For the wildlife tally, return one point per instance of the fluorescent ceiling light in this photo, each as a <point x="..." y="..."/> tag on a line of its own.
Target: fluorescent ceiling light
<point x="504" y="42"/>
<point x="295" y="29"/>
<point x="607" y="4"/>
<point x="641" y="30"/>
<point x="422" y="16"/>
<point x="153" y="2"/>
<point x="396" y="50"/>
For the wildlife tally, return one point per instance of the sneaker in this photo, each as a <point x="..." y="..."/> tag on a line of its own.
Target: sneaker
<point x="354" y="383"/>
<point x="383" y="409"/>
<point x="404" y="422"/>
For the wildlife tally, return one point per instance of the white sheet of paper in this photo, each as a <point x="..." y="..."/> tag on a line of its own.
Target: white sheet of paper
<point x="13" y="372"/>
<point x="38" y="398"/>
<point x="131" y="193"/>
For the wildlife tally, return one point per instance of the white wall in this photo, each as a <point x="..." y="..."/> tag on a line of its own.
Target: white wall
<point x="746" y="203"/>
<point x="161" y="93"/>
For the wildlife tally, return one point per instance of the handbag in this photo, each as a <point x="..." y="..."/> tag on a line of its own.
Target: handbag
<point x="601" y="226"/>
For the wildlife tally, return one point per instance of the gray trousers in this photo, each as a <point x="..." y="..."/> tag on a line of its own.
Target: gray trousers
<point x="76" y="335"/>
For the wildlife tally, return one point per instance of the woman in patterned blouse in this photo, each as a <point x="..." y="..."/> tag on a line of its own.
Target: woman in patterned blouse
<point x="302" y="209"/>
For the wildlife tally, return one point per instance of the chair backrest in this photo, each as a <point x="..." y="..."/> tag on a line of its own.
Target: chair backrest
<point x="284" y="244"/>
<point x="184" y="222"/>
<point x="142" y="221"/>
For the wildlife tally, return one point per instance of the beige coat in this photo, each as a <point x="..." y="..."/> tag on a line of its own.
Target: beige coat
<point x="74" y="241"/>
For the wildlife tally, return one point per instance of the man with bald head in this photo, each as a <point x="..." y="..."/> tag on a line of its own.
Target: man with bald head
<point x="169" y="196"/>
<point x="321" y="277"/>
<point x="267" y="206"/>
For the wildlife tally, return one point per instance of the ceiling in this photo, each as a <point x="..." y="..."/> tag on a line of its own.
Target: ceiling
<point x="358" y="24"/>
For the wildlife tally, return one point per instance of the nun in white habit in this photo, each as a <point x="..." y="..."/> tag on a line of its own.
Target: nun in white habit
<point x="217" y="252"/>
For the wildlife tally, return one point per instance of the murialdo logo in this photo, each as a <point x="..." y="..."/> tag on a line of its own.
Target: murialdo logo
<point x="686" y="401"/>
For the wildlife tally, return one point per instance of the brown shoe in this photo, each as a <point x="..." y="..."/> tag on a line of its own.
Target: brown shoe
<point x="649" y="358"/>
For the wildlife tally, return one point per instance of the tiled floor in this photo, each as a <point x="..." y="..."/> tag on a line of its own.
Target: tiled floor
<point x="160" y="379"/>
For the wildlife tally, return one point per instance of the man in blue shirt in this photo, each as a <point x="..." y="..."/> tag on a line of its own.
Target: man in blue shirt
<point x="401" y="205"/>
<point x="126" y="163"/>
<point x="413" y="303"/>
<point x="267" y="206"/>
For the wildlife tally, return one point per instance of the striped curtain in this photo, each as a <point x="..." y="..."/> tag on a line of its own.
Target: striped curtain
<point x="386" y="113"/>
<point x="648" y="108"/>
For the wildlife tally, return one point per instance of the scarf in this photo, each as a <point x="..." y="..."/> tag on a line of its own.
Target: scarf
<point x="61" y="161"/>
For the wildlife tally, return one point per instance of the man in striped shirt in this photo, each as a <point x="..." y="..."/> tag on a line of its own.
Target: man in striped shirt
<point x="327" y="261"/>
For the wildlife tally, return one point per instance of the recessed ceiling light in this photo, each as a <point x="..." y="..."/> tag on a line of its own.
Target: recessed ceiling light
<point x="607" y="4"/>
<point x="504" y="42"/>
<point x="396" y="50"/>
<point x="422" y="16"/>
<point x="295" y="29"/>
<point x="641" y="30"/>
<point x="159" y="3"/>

__What to do__
The full listing should be reproduced exactly.

__Result of this task__
For the wildlife tally, return one point per instance of the fluorescent ceiling light in this photo, each as a <point x="..." y="..."/> tag on a line of its own.
Target: fluorescent ceiling light
<point x="504" y="42"/>
<point x="295" y="29"/>
<point x="607" y="4"/>
<point x="641" y="30"/>
<point x="422" y="16"/>
<point x="153" y="2"/>
<point x="396" y="50"/>
For the wildlife tally, return one point per instance of the sneaker in this photo, each as a <point x="..." y="..."/> tag on a line of its own.
Target: sneaker
<point x="354" y="383"/>
<point x="383" y="409"/>
<point x="404" y="422"/>
For the wildlife tally, return one point per instance of the white sheet of paper in this photo, each as a <point x="..." y="..."/> tag on a line of its own.
Target: white sheet of paper
<point x="13" y="372"/>
<point x="38" y="398"/>
<point x="131" y="193"/>
For the wildlife tally, return one point per instance of the white wall in this photo, each as a <point x="..." y="..."/> tag on a line of its own.
Target: white wall
<point x="746" y="203"/>
<point x="161" y="93"/>
For the wildlife tally, return one point per instance of the handbag in this photo, each as a <point x="..." y="..."/> tag on a line of its own.
Target: handbag
<point x="601" y="226"/>
For the wildlife tally, return one point per instance of the gray trousers in this photo, each as a <point x="..." y="..."/> tag on a line of its own.
Target: gray trousers
<point x="76" y="335"/>
For the wildlife tally, return one point per instance of the woman in patterned blouse in this photo, each as a <point x="..." y="..."/> tag on a line of its own.
Target: woman in patterned blouse
<point x="302" y="209"/>
For the wildlife tally, return one point per instance of the chair backrest in this photo, each as a <point x="..." y="..."/> tag on a line of its own.
Target: chair backrest
<point x="284" y="244"/>
<point x="184" y="222"/>
<point x="142" y="221"/>
For the wildlife tally, return one point per instance of the beige coat in this photo, each as a <point x="..." y="..."/> tag on a line of its own.
Target: beige coat
<point x="74" y="241"/>
For the wildlife tally, return one point per instance of the man with bald head in this photo, each as a <point x="..." y="..."/> tag on a line of its own.
Target: man with bald head
<point x="169" y="196"/>
<point x="321" y="277"/>
<point x="267" y="206"/>
For the wildlife tally, return one point per instance of the ceiling in this photo, each as a <point x="..." y="..."/> tag on a line of its own.
Target: ceiling
<point x="358" y="24"/>
For the wildlife tally, return one point per instance of the nun in white habit in this photo, each as a <point x="..." y="..."/> tag on a line of its own.
Target: nun in white habit
<point x="217" y="252"/>
For the wildlife tally, return one point per instance of the murialdo logo in this photo, each as a <point x="..." y="..."/> tag on a line of its own.
Target: murialdo logo
<point x="686" y="401"/>
For the wildlife tally, return one point per instance of the brown shoe in this photo, each as a <point x="..." y="..."/> tag on a line of its own.
Target: brown shoe
<point x="649" y="358"/>
For the wildlife tally, return one point per instance of the tiled floor in this photo, each as a <point x="..." y="..."/> tag on a line of its own.
Target: tiled floor
<point x="160" y="379"/>
For the wildlife tally, return one point per instance of the man in blue shirt in this photo, each as a <point x="..." y="..."/> tag on a line of its own.
Target: man in blue shirt
<point x="401" y="205"/>
<point x="126" y="163"/>
<point x="413" y="303"/>
<point x="267" y="206"/>
For the wildlife tally, return one point per instance of the striped curtain in this photo, each as a <point x="..." y="..."/> tag on a line of its own.
Target: striped curtain
<point x="386" y="113"/>
<point x="648" y="108"/>
For the wildlife tally, return one point per instance of the scarf in this photo, each as a <point x="..." y="..."/> tag on a line of its own.
Target: scarf
<point x="61" y="161"/>
For the wildlife tally, return one point per instance of the man in striped shirt in this photo, each as a <point x="..." y="..."/> tag on a line of its own.
Target: man in striped shirt
<point x="327" y="261"/>
For the wildlife tally, return one point per instance of the recessed ceiling light in this photo, each as a <point x="..." y="..."/> tag on a line of its own.
Target: recessed ceiling light
<point x="607" y="4"/>
<point x="504" y="42"/>
<point x="396" y="50"/>
<point x="422" y="16"/>
<point x="295" y="29"/>
<point x="641" y="30"/>
<point x="159" y="3"/>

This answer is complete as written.